# transportablen slipwagen selber bauen ?! Anleitung/Bilder ?



## HD4ever (21. Mai 2007)

hab nun ne Bestellung für mein kleines Süßwasser-Angelboot aufgegeben.
Das hat zwar hinten ne kleine Rolle, aber wird sicher untauglich sein wenn man damit über ne Wiese o.ä. muß.
für das Boot gibts noch nen slipwagen für 190 EUR, aber da ich mit nun doch nen Neuboot als eins bei 3-2-1 gekauft habe würd ich mir nen schönen slipwagen mit Luftbereifung lieber selber bauen ...
kann ja eigendlich nicht so aufwendig sein mit 2 Schubkarrenrädern ausm Baumarkt |kopfkrat
wäre gut wenn der irgendwie klappbar wäre, da er dann in nen Kastenanhänger passen soll auf dem dann das Boot oben drauf soll
soll stabil genug für ca. 50-60 Kg sein ( Boot + AB + Zubehör )
= = = = = = =
AUFGABE A:
Beantworte anhand des Forenbeitrags zum Slipwagen:
(i) Zu welchem Preis wird der passende Slipwagen für das Boot angeboten?
(ii) Welche Räder sollen für den Eigenbau verwendet werden?
(iii) Für welches Gewicht soll der Slipwagen stabil genug sein?
AUFGABE B:
Setze den Forenbeitrag zum Slipwagen im Anschluss an seinen letzten Satz fort.
Die Daten stammen aus einer anderen Quelle als der Forenbeitrag zum Slipwagen.

VERFÜGBARE DATEN:
= = = = = = =
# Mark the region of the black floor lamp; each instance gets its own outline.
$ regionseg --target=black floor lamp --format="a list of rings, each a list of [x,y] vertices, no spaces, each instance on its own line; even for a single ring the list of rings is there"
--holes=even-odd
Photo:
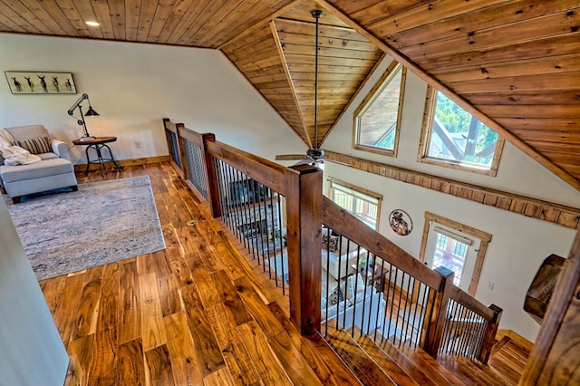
= = = = = = =
LÖSUNG A:
(i) Für 190 EUR.
(ii) Zwei Schubkarrenräder aus dem Baumarkt.
(iii) Für ca. 50–60 kg (Boot, AB und Zubehör).

LÖSUNG B:
hat jemand schon mal was ähnliches gebaut ? ggf Bilder als Ideen-Vorlage vorhanden ?


----------



## Forellenhunter (21. Mai 2007)

*AW: transportablen slipwagen selber bauen ?! Anleitung/Bilder ?*

Hatte die Idee damals auch für mein Schlauchi. Habe mich letztendlich aber für den (gekauften) Slippwagen von Harbeck entschieden. Gut verarbeitet, leicht (18kg), stabil, auch für mein Boot (mit Gerödel ca. 250kg) und relativ klein im Packmass. Bereue es bis heute nicht.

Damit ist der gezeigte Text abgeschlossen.